● Extract provided
** Start **

The convention there perfected, engrossed, and adopted their constitution, which was signed by 51 members, nearly all fathers of families and respectable and thrifty farmers, mechanics, and manufacturers. This number might easily have been doubled in Bellevue and vicinity, but the convention thought proper to restrict the membership, for the present, to those who had taken an’ active part in the enterprise. The following is a list of the officers elected at this Bellevue convention: President, Dr. H. R. Schetterly of Ann Arbor; vice-president, A. Darrow of Bellevue; secretary, E. S. Camp, of Marshall; treasurer, John Curtis, of Norville, Jackson county; directors, G. S. Avery and Alanson Meech, Bellevue; Harvey Keith, Wm. Earl, and Dr. Ezra Stetson, Galesburg; Wm. Grant, Sandstone; Amos Picket, Anson Delamatter, and C. W. Vining, Columbia, Jackson county; Charles Mason and H. B. Teed, Battle Creek.

** End **

How would you put this sentence from the passage on the Bellevue convention into Spanish: "The convention there perfected, engrossed, and adopted their constitution, which was signed by 51 members, nearly all fathers of families and respectable and thrifty farmers, mechanics, and manufacturers." None of the items are needed.

Collected data entries
** Start **

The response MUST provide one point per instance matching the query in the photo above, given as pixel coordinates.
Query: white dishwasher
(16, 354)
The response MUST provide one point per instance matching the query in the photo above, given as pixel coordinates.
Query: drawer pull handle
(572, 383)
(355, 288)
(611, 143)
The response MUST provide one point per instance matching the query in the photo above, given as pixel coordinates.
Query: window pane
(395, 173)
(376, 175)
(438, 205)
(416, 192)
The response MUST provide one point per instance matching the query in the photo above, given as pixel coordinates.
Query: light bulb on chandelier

** End **

● Result of the task
La convención allí perfeccionó, redactó en limpio y adoptó su constitución, que fue firmada por 51 miembros, casi todos padres de familia y agricultores, artesanos y fabricantes respetables y ahorrativos.